▶ **The task**
Output the rows from the line containing "Please put a dot on every instance of the white" through the line containing "<point>94,74</point>", both included, as a Markdown table with the columns Nr and Line, numbering each row and skipping blank lines.

▶ **Raw records**
-- begin --
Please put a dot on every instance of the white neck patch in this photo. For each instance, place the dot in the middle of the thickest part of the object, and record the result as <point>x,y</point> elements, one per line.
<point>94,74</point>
-- end --
-- begin --
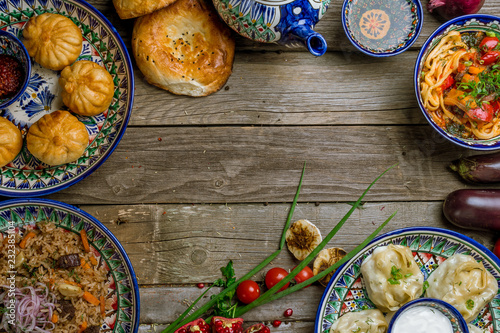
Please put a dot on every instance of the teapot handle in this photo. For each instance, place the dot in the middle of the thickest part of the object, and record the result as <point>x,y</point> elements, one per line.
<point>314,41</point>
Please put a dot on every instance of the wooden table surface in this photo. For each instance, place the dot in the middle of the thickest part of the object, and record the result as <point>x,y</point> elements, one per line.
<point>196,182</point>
-- end --
▶ **Reply**
| Nr | Line |
|---|---|
| 1 | Please put a dot on every instance of the white neck patch in this photo. For each instance, place the dot in the middle of the thickest part of the object, and record the result as <point>x,y</point> elements, one per line. |
| 2 | <point>94,74</point> |